• Provided records:
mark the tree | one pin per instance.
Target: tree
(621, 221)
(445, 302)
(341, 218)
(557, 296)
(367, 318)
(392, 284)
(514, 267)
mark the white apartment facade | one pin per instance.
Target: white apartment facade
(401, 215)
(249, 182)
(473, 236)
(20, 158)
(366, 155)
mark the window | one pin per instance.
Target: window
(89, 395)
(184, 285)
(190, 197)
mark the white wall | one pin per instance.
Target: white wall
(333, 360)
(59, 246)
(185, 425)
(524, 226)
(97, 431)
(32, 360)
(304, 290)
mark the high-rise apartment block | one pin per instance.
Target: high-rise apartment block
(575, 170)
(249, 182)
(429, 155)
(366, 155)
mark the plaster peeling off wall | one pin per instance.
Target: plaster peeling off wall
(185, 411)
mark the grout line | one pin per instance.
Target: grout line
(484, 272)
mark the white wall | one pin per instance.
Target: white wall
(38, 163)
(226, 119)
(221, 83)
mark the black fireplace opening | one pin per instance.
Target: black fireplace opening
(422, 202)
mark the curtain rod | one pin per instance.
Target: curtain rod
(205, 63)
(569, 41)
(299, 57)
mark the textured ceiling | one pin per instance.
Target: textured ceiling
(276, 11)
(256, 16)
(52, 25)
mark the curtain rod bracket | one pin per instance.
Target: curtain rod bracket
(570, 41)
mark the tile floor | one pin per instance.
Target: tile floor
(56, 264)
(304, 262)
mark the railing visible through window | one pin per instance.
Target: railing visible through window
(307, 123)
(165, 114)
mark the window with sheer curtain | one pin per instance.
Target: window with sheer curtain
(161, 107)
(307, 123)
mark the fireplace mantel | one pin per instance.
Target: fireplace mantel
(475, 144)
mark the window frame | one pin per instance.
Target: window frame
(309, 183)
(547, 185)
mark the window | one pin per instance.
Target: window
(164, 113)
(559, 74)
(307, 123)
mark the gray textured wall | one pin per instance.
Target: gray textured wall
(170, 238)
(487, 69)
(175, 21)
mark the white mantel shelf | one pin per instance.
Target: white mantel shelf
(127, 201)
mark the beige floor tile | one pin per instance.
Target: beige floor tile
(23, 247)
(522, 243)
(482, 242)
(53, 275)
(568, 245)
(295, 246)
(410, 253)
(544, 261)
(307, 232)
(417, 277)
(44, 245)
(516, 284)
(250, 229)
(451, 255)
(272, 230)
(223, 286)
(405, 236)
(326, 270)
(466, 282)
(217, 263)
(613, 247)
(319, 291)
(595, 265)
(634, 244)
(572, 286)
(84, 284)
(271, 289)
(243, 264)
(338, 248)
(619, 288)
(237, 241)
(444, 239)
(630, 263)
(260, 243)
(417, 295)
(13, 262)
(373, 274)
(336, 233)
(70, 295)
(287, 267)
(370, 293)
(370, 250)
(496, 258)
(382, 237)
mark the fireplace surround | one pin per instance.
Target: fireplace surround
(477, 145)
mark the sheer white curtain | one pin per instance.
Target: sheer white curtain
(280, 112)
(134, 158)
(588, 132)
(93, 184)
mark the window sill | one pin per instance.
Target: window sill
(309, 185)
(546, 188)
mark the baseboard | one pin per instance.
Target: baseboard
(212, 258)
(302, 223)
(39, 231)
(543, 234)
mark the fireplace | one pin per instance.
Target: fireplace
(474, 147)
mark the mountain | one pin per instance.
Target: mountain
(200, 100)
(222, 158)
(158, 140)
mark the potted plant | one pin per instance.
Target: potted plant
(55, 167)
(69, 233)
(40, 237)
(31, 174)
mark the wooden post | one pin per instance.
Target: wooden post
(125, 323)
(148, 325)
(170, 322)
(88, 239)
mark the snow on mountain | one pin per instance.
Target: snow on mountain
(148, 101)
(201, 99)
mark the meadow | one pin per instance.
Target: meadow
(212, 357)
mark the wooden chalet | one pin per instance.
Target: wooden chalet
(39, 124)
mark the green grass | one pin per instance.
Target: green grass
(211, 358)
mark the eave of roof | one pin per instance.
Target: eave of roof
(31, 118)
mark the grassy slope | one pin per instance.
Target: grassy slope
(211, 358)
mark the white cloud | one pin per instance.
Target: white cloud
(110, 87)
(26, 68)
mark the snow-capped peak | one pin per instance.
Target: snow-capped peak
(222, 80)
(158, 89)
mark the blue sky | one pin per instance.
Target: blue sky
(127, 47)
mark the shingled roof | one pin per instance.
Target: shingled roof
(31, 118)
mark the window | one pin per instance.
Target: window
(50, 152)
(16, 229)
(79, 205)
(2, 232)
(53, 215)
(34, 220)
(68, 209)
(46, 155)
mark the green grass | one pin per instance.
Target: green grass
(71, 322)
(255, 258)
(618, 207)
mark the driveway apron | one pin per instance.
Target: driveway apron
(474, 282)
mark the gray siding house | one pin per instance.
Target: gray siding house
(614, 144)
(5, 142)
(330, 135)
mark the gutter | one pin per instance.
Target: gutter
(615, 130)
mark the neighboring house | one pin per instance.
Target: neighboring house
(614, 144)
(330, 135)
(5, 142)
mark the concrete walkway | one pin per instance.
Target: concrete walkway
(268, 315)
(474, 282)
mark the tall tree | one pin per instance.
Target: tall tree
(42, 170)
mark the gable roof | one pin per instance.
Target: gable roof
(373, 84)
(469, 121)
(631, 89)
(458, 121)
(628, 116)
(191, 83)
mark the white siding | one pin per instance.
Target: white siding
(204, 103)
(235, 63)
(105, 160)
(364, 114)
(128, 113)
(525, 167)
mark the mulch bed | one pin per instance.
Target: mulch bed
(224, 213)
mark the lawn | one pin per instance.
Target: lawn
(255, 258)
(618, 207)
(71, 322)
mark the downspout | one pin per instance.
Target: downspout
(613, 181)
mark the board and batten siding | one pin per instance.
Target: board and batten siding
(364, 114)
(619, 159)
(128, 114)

• The task:
Output exactly the lines of the material above from the one containing "Target: window frame" up to and including the one containing "mark the white mantel".

• Result for this task:
Target: window frame
(309, 183)
(547, 185)
mark the window | one pin per instance.
Target: window
(164, 113)
(559, 74)
(307, 123)
mark the gray textured wall | one pin per instance.
Target: gray textured wall
(170, 238)
(487, 69)
(175, 21)
mark the white mantel shelf | one pin per instance.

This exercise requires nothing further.